Work to do -
Only the lines from the one with "of the grey" onward are wanted, through the last line of the entries, set down exactly.

Collected data -
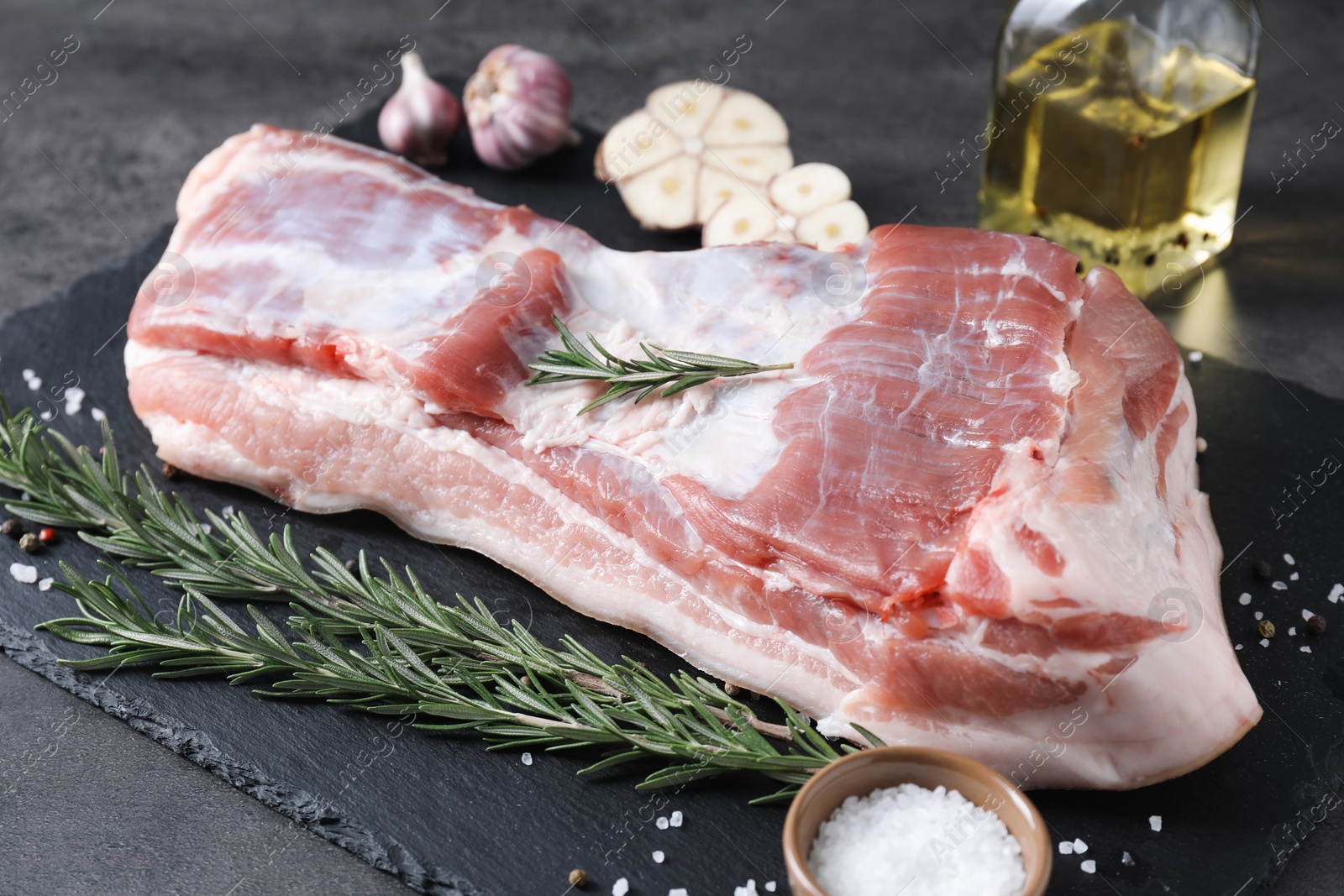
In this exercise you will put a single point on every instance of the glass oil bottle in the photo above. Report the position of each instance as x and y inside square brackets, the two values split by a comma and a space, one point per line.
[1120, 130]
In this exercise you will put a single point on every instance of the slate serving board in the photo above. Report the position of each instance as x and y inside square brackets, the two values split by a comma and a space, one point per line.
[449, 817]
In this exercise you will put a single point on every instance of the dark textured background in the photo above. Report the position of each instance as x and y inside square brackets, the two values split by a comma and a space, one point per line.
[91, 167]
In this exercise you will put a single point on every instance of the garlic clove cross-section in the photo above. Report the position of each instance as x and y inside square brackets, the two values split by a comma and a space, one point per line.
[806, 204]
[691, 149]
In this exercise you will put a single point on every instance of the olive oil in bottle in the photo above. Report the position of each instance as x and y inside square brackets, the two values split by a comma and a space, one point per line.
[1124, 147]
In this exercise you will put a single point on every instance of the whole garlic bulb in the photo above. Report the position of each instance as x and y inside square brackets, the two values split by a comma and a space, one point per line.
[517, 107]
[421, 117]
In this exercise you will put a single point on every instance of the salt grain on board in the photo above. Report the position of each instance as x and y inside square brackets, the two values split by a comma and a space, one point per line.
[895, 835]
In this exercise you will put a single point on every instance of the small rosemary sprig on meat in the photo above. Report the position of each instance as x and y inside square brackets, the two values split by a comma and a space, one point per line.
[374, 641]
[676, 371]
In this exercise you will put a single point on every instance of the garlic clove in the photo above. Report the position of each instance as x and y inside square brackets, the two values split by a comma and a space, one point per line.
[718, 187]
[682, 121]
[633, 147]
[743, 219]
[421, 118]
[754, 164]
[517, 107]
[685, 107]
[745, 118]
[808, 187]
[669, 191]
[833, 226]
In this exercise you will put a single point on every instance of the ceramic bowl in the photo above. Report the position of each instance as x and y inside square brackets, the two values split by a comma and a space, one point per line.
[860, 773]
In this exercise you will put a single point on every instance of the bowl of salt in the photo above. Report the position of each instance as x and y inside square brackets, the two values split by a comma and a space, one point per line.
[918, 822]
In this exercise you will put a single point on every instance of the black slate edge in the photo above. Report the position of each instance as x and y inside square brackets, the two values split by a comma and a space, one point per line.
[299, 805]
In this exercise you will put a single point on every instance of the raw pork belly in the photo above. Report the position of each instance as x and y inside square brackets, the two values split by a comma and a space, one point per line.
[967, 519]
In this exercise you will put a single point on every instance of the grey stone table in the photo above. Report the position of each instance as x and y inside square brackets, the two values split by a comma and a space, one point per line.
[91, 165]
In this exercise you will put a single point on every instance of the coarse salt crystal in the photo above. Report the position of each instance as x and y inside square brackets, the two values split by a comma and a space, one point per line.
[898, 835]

Task response -
In this exercise you will put a single point on every instance of the grey stone table in the photo above. Report the position of each instance as x and y inside square brackets, the two values split by a comma and a space, one point per line.
[91, 165]
In this exercise you will put a single point on every instance of the coarse salt crystal in the photo above. Report the position of each instance as x and y inside square brackets, the two values split by a comma and a space, one point per line.
[898, 835]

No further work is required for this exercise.